**本文**

»»

2022-03-23 07:00:34 | 国際・政治
■臨時情報-ウクライナ情勢
 ゼレンスキーウクライナ大統領の国会におけるオンライン演説会が遂に実現します。

 ゼレンスキーウクライナ大統領の我が国国会における大統領演説が本日日本時間1800時よりWeb中継により衆参両院議員臨席の特別会議室にて執り行われます。ロシア軍ウクライナ侵攻から間もなく一ヶ月、ロシア軍という巨大な軍事大国の攻撃から果敢に抵抗を続け世界に驚きを以て受け止められている若き指導者は日本の国会に何を語るのでしょうか。

 ウクライナへ侵攻しているロシア軍は日本にとり隣国でもあるのですが、冷戦時代には北海道始め強大な軍事圧力を掛け、首都東京へ向けての爆撃機による示威飛行“東京急行”を繰り返しています。また太平洋戦争では不可侵条約破棄による参戦と非戦闘員殺傷、終戦後の捕虜に対する強制労働による大量の死者を出すとともに今へ禍根を残しています。

 ゼレンスキー大統領は、平和憲法を盾に世界危機への傍観を続けている日本の、手段として平和を用いるが結果としての平和実現は度外視する、この戦後日本をどのように見ているのか、また国内情勢と世論ばかりを注視する“一億総引き籠り”という実情を前に如何に世界の視点を突き付けるのか、現実主義の最前線で何を語るのか、関心はつきません。

 日ロ平和交渉中断がロシア外務省より一方的に通告されました。日本とロシアは1956年に日本とソ連のあいだで締結された日ソ基本条約がありますが、日本とソ連はその後の平和条約締結までは進まず、ロシアはソ連より国際法上の国家継承を行った後に、平和交渉をすすめ、安倍政権時代にプーチン大統領がその無条件調印を迫りましたが進んでいません。

 両国関係は戦争状態ではありませんが、日ソ基本条約締結までは日本は国連へも加盟できない状態となっており、一方で続く平和条約締結へ前進できなかった背景には、日ソ不可侵条約の一方的破棄と日本のポツダム宣言受諾後に進められたソ連の軍事行動による領土割譲への日本のソ連への不信感、そして何よりサンフランシスコ平和条約の解釈問題です。

««

**データ部分**
»»

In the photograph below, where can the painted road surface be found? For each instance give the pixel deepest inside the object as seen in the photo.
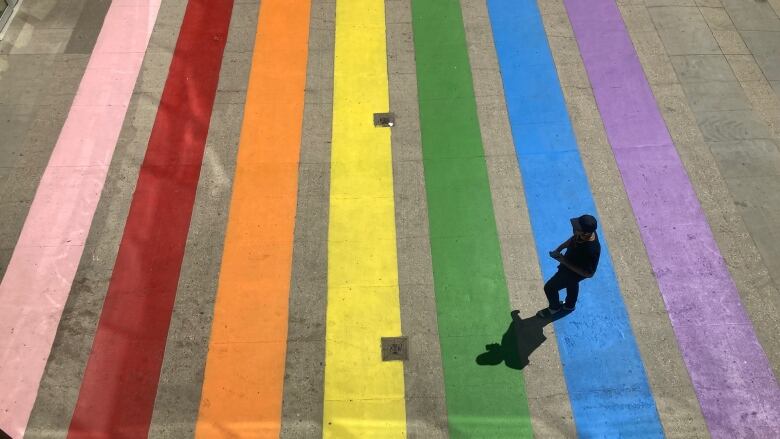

««

**作業内容**
a - 本文に名称が明記されている条約を、すべて挙げてください。
b - 本文の「日ロ平和交渉中断がロシア外務」から下って「スコ平和条約の解釈問題です。」に至るまでを、「ロシア外務省」を「ロシア政府」に置き換えて書き直してください。
c - ゼレンスキー大統領の国会演説と日ロ関係を論じた本文を、その最後の文に続けて書き進めてください。

**解答**
a - 日ソ基本条約、日ソ不可侵条約、サンフランシスコ平和条約

b -
日ロ平和交渉中断がロシア政府より一方的に通告されました。日本とロシアは1956年に日本とソ連のあいだで締結された日ソ基本条約がありますが、日本とソ連はその後の平和条約締結までは進まず、ロシアはソ連より国際法上の国家継承を行った後に、平和交渉をすすめ、安倍政権時代にプーチン大統領がその無条件調印を迫りましたが進んでいません。

 両国関係は戦争状態ではありませんが、日ソ基本条約締結までは日本は国連へも加盟できない状態となっており、一方で続く平和条約締結へ前進できなかった背景には、日ソ不可侵条約の一方的破棄と日本のポツダム宣言受諾後に進められたソ連の軍事行動による領土割譲への日本のソ連への不信感、そして何よりサンフランシスコ平和条約の解釈問題です。

c -
 北方領土問題としていまなお日ロ間に大きな溝を構築している現状は、サンフランシスコ平和条約として北海道に帰属する離島がふくまれていたことから、千島列島南部の択捉島と国後島、そして北海道に隣接する歯舞諸島と色丹島について、ロシアの施政下から返還されるべきとの立場を日本が堅持している為ですが、今回一方的に中断を通告されました。

 日ロ平和交渉は一筋縄では行かない事は認識しています、特にロシアにとり北海道北方のオホーツク海は戦略ミサイル原潜の聖域であり、ロシアがウクライナに突き付けた中立化、事実上の衛星国化は北海道に対しても突き付けたい要素に他なりません。こうした中で、ロシアから見れば千島列島の一部である北方領土返還は現実的でない要求ともいえます。

 日ロ平和交渉、しかし同時に忘れてはならないのは、ロシアはソ連時代に、北海道の留萌-釧路以北のソ連割譲を要求していた事であり、今回ウクライナ侵攻に際して突き付けた意味不明の口実により北日本侵攻を行う可能性は否定できず、何よりロシア軍が実施しないのは平和愛好ではなく、単にロシア軍の戦力が整備されていない為という背景があります。

 ゼレンスキー大統領は今夕、我が国国会において史上初となる外国首脳のオンライン演説を執り行うのですが、これは同時にウクライナ情勢を遠い東欧の出来事として見るのではなく、実は我が国に及びかねない厳しい現実が、戦争の形で現在東欧で顕在化しているという認識で、もう少し世界における日本の立場を考えてゆく必要があるよう、思うのですね。